TASK:
Report each line in the rows below that contains the string "wooden", copying the whole line. Matching is case-sensitive.

ITEMS:
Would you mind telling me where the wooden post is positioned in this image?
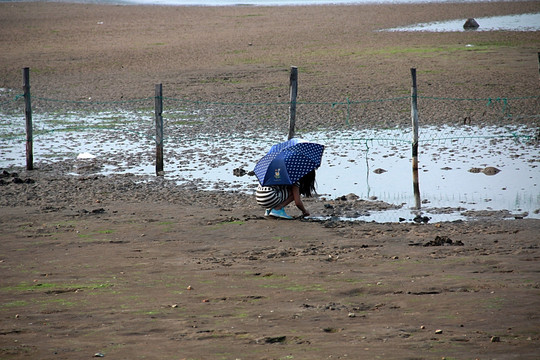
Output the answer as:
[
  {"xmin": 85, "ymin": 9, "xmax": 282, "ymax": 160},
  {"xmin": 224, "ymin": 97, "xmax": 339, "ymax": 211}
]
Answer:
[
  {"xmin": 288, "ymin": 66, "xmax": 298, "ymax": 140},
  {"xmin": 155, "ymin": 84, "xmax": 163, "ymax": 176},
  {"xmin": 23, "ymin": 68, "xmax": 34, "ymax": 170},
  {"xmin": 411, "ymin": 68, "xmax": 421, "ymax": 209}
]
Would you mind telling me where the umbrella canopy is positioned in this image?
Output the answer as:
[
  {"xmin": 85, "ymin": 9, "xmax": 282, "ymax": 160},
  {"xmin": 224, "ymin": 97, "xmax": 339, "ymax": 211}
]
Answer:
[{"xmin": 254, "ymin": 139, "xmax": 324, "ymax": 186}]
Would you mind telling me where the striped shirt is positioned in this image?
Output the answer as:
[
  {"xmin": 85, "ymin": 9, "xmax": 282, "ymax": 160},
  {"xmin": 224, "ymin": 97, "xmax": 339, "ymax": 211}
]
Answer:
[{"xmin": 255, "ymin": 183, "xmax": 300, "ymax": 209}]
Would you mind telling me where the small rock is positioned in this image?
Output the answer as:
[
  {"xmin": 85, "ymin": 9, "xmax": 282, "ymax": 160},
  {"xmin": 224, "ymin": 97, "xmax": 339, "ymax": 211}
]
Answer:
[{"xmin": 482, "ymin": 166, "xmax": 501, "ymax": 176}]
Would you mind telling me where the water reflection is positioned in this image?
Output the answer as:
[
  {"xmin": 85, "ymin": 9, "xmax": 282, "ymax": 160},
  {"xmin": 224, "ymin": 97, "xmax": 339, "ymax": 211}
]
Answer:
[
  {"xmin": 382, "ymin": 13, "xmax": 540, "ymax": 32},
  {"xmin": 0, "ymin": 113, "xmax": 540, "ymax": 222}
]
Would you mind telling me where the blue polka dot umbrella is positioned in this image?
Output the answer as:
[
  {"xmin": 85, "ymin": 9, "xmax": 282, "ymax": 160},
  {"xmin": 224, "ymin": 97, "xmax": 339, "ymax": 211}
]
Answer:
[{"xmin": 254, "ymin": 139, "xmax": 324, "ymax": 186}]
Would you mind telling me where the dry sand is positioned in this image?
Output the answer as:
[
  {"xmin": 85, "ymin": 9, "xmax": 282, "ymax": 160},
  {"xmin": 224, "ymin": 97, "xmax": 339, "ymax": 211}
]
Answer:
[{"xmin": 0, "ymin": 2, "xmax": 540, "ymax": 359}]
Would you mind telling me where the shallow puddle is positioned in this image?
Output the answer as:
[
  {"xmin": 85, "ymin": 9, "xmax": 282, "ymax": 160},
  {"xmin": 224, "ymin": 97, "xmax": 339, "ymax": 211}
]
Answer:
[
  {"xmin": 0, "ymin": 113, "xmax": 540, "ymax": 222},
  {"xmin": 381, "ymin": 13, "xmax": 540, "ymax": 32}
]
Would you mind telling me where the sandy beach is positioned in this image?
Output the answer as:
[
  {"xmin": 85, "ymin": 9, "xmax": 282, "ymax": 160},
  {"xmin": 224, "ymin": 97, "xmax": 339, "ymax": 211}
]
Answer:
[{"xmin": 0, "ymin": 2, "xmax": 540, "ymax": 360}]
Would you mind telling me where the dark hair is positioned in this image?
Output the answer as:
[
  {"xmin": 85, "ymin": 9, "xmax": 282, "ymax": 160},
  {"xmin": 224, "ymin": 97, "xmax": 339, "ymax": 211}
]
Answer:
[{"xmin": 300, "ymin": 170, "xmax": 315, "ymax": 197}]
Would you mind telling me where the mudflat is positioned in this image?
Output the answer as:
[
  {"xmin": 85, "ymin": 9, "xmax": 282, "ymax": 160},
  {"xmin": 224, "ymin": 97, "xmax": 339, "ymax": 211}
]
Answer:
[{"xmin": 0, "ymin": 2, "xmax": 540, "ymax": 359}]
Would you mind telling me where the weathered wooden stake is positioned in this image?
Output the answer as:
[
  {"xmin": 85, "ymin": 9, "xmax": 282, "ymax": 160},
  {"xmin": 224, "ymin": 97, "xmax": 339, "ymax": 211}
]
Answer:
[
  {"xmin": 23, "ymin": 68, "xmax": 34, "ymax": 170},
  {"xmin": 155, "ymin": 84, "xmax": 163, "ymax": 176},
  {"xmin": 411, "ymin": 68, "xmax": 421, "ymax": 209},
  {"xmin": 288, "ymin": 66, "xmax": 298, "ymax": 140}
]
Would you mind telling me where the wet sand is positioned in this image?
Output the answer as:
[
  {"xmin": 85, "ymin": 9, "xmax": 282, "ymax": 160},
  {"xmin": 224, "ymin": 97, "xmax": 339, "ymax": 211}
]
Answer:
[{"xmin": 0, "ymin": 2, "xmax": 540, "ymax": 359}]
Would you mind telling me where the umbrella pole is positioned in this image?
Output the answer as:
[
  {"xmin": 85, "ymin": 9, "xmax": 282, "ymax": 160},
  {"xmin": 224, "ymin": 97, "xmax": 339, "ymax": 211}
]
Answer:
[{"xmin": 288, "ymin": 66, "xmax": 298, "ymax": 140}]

WORKED SOLUTION:
Would you mind telling me where the wooden post is positioned in this image?
Would you mind telling me where the weathered wooden stake is positioned in this image?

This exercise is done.